Saved data entries
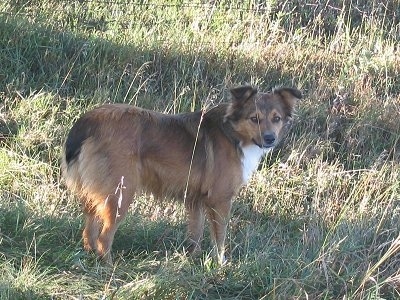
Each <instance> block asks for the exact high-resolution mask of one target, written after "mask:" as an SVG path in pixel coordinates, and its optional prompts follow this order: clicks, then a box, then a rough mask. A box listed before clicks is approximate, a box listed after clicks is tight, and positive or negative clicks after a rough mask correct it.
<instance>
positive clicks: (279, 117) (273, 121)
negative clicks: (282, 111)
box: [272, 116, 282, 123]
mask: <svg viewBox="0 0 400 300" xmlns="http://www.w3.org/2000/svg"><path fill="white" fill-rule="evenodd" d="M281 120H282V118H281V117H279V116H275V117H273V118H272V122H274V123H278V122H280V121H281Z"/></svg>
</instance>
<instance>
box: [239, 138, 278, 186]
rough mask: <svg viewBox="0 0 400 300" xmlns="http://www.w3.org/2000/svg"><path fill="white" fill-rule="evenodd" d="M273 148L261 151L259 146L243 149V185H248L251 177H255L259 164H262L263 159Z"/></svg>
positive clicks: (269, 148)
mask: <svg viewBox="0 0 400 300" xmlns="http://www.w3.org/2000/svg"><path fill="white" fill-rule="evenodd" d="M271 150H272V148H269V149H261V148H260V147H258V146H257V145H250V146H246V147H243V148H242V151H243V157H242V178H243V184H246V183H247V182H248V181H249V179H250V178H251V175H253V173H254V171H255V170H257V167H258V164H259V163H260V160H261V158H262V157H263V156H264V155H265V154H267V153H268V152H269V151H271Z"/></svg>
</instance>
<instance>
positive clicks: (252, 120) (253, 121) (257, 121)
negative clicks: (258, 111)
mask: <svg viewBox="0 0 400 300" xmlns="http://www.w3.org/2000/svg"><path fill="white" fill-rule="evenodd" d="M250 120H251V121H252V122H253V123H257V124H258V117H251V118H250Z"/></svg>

* * *

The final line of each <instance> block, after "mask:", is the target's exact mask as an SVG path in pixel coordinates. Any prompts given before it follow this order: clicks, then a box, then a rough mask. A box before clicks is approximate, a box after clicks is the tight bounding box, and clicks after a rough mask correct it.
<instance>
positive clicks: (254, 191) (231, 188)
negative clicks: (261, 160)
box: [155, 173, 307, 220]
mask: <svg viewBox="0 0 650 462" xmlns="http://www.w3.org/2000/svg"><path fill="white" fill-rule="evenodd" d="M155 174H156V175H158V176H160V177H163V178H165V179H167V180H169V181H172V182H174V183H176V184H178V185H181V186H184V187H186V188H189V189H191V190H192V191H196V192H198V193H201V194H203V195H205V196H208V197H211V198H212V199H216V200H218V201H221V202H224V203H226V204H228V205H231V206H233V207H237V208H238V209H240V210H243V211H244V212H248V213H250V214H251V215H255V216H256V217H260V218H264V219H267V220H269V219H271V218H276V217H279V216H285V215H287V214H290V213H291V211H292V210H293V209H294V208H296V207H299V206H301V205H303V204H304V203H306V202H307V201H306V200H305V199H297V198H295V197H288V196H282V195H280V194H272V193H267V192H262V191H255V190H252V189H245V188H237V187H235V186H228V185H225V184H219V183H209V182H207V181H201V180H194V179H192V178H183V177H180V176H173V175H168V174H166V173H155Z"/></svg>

__Assignment__
Copy out the lines above exactly, beginning at the one that contains "Each <instance> block asks" and ending at the one that contains "negative clicks: (282, 111)".

__Result__
Each <instance> block asks for the exact high-resolution mask of one target, written after "mask:" as an SVG path in pixel coordinates, and its optional prompts follow this order: clicks, then a box, then a rough mask. A box listed before clicks is approximate, a box listed after clicks is tight, and positive or negative clicks after a rough mask correct it.
<instance>
positive clicks: (279, 117) (273, 121)
negative clicks: (282, 111)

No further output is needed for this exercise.